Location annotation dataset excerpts
## start
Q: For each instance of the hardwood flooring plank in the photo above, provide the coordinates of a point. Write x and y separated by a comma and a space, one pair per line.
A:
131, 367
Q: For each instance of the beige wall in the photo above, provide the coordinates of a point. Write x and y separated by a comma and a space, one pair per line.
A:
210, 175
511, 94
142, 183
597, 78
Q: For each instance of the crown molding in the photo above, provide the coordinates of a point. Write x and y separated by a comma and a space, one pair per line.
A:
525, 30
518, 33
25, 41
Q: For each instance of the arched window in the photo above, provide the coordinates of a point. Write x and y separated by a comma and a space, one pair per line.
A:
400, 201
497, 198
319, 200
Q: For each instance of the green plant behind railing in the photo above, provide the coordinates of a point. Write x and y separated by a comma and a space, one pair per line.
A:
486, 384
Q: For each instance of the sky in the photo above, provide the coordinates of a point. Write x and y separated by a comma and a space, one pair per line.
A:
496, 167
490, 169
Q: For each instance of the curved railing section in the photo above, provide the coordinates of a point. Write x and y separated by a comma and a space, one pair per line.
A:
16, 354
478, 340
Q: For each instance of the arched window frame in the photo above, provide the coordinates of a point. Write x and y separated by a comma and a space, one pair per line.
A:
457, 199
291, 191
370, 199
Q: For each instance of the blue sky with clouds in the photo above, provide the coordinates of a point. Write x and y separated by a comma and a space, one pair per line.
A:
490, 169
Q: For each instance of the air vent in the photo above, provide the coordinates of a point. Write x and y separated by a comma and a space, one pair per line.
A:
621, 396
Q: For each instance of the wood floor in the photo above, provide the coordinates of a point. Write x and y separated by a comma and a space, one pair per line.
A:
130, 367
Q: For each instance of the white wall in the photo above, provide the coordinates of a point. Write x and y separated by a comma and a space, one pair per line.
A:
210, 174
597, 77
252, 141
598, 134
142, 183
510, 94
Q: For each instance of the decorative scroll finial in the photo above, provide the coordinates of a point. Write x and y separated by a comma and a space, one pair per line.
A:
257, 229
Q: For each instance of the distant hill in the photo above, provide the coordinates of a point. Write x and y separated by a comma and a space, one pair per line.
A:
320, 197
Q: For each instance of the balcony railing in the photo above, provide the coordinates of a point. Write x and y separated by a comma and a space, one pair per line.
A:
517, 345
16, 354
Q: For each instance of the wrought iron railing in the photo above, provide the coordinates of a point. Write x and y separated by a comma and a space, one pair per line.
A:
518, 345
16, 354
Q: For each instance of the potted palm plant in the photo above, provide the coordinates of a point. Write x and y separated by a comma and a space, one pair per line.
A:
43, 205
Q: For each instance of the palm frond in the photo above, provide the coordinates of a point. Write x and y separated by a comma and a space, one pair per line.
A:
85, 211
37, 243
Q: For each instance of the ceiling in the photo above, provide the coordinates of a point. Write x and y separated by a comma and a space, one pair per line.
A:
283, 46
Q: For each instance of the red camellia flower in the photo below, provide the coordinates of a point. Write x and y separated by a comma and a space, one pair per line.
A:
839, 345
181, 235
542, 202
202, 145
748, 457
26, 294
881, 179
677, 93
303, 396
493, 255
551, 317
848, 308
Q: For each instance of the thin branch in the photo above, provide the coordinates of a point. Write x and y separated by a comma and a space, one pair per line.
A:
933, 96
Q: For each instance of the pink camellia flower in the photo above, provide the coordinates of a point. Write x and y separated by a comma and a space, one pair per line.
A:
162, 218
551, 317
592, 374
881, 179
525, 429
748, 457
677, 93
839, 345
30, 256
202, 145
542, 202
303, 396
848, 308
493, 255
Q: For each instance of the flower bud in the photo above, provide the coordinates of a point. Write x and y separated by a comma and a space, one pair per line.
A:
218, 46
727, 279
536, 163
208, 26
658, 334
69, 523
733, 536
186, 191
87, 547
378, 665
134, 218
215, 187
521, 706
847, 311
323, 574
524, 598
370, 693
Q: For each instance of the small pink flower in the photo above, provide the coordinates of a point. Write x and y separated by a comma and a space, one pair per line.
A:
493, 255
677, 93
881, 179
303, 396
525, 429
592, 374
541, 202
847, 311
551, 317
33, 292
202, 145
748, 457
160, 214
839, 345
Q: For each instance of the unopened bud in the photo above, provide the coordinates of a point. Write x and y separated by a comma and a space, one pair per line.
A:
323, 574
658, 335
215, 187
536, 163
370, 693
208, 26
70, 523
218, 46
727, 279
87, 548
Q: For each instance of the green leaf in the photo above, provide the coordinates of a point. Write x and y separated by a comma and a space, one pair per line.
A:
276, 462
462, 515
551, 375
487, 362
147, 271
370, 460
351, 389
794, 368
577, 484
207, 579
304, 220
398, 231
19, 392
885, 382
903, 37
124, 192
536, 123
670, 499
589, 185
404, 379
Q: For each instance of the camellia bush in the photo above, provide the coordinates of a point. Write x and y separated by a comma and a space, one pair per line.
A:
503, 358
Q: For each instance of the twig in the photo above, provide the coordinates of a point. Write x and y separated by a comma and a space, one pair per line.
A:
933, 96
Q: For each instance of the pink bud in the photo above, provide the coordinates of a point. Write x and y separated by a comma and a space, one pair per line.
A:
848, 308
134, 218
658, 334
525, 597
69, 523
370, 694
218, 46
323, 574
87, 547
## end
■ **WRITTEN TASK**:
Nothing in the listing may be changed; retype it all exactly.

■ **SOLVED EXERCISE**:
Q: For each instance of the hardwood flooring plank in the photo above, provide the coordinates of a point. Write x and y separated by a comma and a space, one pair per line.
A:
131, 367
Q: For each instance of the beige wall in the photo above, provide the coordinates of a point. Write x and y separated by a comma and a space, one pair per line.
A:
210, 175
511, 94
142, 183
597, 78
Q: For each instance of the crown molding in the photo above, provide the coordinates of a point. Write x and y separated by a comma and a space, one pair per line.
A:
525, 30
518, 33
25, 41
Q: For each instance of the arched window in the photo above, provide the coordinates of a point. Write x and y separated by a comma and a space, one pair per line.
A:
400, 201
497, 198
319, 200
Q: For each instance of the green plant behind railing in the photo above, provide the coordinates of a point. Write x and y separated by a comma and a space, one pair per line.
A:
486, 384
Q: For each instance of the sky in the photo above, provide the coordinates of a point. Write x and y separated by a comma and a space, one pair per line.
A:
496, 167
490, 169
Q: For each instance of the curved railing section in the photo above, provide the coordinates of a point. Write x and y separated by a comma and a space, one pair per line.
A:
16, 354
478, 340
Q: For each instance of the arched window frame in the photo above, provide the coordinates of a point. Write x and y separated by a comma and a space, one pair per line.
A:
457, 199
291, 191
370, 199
Q: For each instance of the blue sky with clouds in the photo above, provide the coordinates of a point. Write x and y separated by a comma and a space, one pair per line.
A:
490, 169
Q: For each instance of the air vent in the photo above, provide the coordinates of a point. Write x and y separated by a comma and a space, one pair per line.
A:
621, 396
Q: For each instance of the wood floor in the photo above, provide the coordinates of a point. Write x and y separated by a comma and a space, one pair per line.
A:
130, 367
Q: For each instance of the white wall in the photo above, provide the coordinates of a point. Write x and y separated by a comma and a space, one pair per line.
A:
210, 174
597, 77
252, 141
598, 134
142, 183
510, 94
Q: For each instance of the decorative scroll finial in the photo above, provide the coordinates of a point. Write x and y separated by a comma and a space, one pair per line.
A:
257, 229
Q: For each instance of the distant hill in the photo above, provide the coordinates of a point. Write x and y separated by a comma and a space, one pair per line.
A:
320, 197
Q: For each instance of the balcony railing in the photo above, provide the coordinates of a point. Write x and y separated by a comma and a space, one pair per line.
A:
517, 345
16, 354
Q: For each instance of the wrought iron railing in the photo above, provide the coordinates of a point. Write x and y separated by a comma and a space, one pair per line.
A:
518, 345
16, 354
Q: For each instance of the potted palm plant in the photo above, provide the coordinates of a point. Write x and y separated by a comma and a space, one pair per line.
A:
43, 205
Q: For each instance of the palm frond in the photo above, provide the coordinates of a point. Write x and y separated by a comma and a space, one pair per line.
A:
85, 211
37, 243
Q: For each instance of the ceiling in the photo above, provide the coordinates of a point. Write x and y separated by a comma and a space, one pair per line.
A:
283, 46
Q: For each instance of the red camellia flower in the photo below, provide the coordinates of a point. Write x and y separated by a comma and a space, one pair per line.
A:
839, 345
181, 235
542, 202
202, 145
748, 457
26, 294
881, 179
677, 93
303, 396
493, 255
551, 317
848, 308
Q: For each instance of the thin branch in the photo above, provide the coordinates of a point. Write x and y separated by a comma and a space, one pair per line.
A:
933, 96
Q: For each instance of the pink camellia flower in the photo above, provide the coordinates of a point. Write x and y separated by a comma and a space, one pair per line.
A:
162, 218
551, 317
592, 374
881, 179
525, 429
748, 457
677, 93
839, 345
30, 256
202, 145
542, 202
303, 396
848, 308
493, 255
Q: For each instance of the flower bud in the photo above, provide the coordinates of a point. Write x and y separated by a comma and a space, one pair per line.
A:
218, 46
727, 279
536, 163
208, 26
658, 334
69, 523
733, 536
186, 191
87, 547
378, 665
134, 218
215, 187
521, 706
847, 311
323, 574
524, 598
370, 693
Q: For each instance of the small pink flower in the photo above, provide the coordinates of a point. Write x and y separated by a comma and a space, one pair per line.
A:
493, 255
677, 93
881, 179
303, 396
525, 429
592, 374
541, 202
847, 311
551, 317
33, 292
202, 145
748, 457
160, 214
839, 345
Q: For each instance of the unopened bud in the photo above, provide the coordinates of a point. Write x and y separated by a comma and a space, one pair per line.
A:
323, 574
658, 335
215, 187
536, 163
370, 693
208, 26
70, 523
218, 46
727, 279
87, 548
Q: For each instance of the green leaf in the photo above, provide the coordinates of a point. Write x and y separated by a comma and a space, one pair per line.
A:
276, 462
462, 515
551, 375
487, 362
147, 271
370, 460
351, 389
794, 368
577, 484
207, 579
304, 220
398, 231
19, 392
885, 382
903, 37
124, 192
536, 123
670, 499
589, 185
404, 379
Q: For each instance of the camellia bush in the photo above, provide the coordinates of a point. Write x and y separated by a comma and a space, one pair per line.
A:
503, 358
Q: For each instance of the twig in the photo above, provide the coordinates of a point. Write x and y separated by a comma and a space, one pair per line.
A:
933, 96
Q: For each instance of the pink bud in the photo above, provide the coordinates of a point. Write x and y separated by a comma and a space, one pair per line.
A:
848, 308
134, 218
658, 334
525, 597
69, 523
370, 694
218, 46
323, 574
87, 547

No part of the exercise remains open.